Written instruction:
Transcribe part of the forum thread on crosscutting tools, beginning at the words "Thanks for asking" and ending after the words "comment on that.".

Excerpted text:

— START —

I have a Makita 12" slider and it makes great cross cuts for frames, but I will be using a sled to make small segments for lay up for turning. I don't like to do small pieces on the miter saw…. too dangerous unless they can be clamped in place with your fingers far away!! I can do that on a sled. Be safe always!!


----------



## sedcokid (Jul 19, 2008)

I use my TS and miter gage.

Thanks for asking


----------



## Nighthawk (Dec 13, 2011)

hand saw for all… 

Seriously thouh… I use SCMS for 90% of my cross cuts… (mine is very accurate) up to a certain width. It is also easier for very long lengths etc… And I use table saw and cross cut sled for anthing over that certain width (about 320mm). I don't have a RAS or really have the need (or room) for one so can't comment on that.


----------



## MrRon (Jul 9, 2009)

I have all three. The RAS is used ONLY for crosscuts within it's capacity. The sled is used for most all other crosscuts and the miter saw is used for angle cuts and cutoffs as on 2×4's, 2×6's.


----------



## MattHartzell (Oct 2, 2012)

Just recently built a huge crosscut sled for the powermatic 66 TS. Love it. Crosscut 36" square tabletops routinely. Dewalt scms for trim and long stuff. Just re-built the table on our RAS, but I rarely use it.

— END —

A run of records
— START —

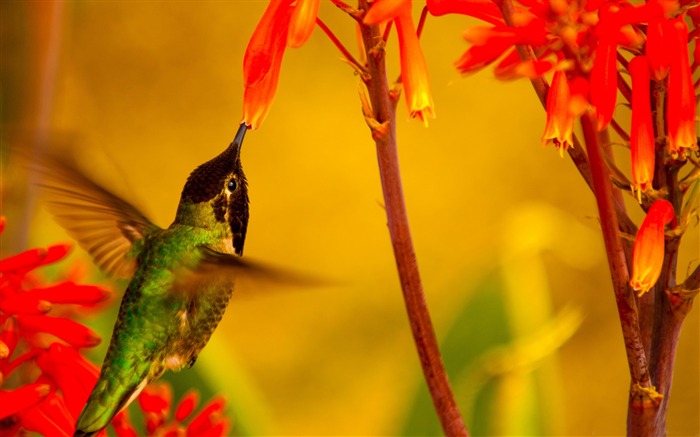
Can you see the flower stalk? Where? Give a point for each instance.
(384, 133)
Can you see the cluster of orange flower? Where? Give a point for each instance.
(584, 46)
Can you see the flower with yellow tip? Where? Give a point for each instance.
(648, 252)
(642, 131)
(681, 103)
(262, 61)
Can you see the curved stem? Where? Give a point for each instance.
(382, 123)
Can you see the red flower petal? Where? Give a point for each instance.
(156, 399)
(72, 332)
(642, 132)
(485, 10)
(25, 304)
(680, 104)
(657, 47)
(262, 62)
(560, 120)
(49, 418)
(187, 405)
(216, 430)
(9, 336)
(479, 56)
(122, 426)
(205, 419)
(72, 374)
(603, 90)
(648, 252)
(414, 71)
(70, 293)
(34, 258)
(302, 22)
(24, 397)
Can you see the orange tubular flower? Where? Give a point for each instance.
(642, 132)
(604, 72)
(648, 253)
(262, 61)
(414, 71)
(560, 121)
(680, 108)
(302, 22)
(657, 47)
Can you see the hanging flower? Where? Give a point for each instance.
(648, 252)
(30, 324)
(156, 401)
(303, 21)
(582, 38)
(262, 61)
(414, 71)
(658, 34)
(560, 123)
(604, 72)
(282, 24)
(681, 104)
(642, 132)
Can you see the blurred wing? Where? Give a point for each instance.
(105, 225)
(222, 267)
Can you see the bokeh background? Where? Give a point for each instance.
(505, 230)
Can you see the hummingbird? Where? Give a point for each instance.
(181, 277)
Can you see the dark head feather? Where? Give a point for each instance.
(205, 182)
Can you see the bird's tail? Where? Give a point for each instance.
(114, 390)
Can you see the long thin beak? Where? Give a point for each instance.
(238, 139)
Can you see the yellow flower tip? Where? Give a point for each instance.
(648, 251)
(423, 115)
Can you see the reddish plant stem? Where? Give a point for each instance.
(336, 42)
(643, 400)
(384, 134)
(669, 309)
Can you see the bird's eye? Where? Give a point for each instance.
(232, 185)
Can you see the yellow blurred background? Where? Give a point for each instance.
(505, 230)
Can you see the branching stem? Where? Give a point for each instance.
(383, 128)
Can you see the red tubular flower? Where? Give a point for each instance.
(65, 377)
(14, 401)
(414, 71)
(642, 132)
(485, 10)
(604, 72)
(208, 418)
(302, 22)
(560, 121)
(71, 373)
(657, 46)
(681, 104)
(156, 401)
(648, 252)
(68, 330)
(187, 405)
(262, 62)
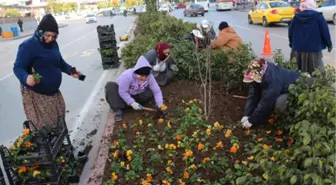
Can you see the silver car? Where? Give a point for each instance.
(328, 8)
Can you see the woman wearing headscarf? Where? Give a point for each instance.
(267, 90)
(42, 100)
(308, 35)
(208, 33)
(227, 38)
(134, 87)
(160, 58)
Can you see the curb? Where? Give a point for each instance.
(27, 35)
(98, 169)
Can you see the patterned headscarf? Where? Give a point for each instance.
(256, 70)
(307, 5)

— END —

Result below:
Thanks for asking


----------



## Nighthawk (Dec 13, 2011)

hand saw for all… 

Seriously thouh… I use SCMS for 90% of my cross cuts… (mine is very accurate) up to a certain width. It is also easier for very long lengths etc… And I use table saw and cross cut sled for anthing over that certain width (about 320mm). I don't have a RAS or really have the need (or room) for one so can't comment on that.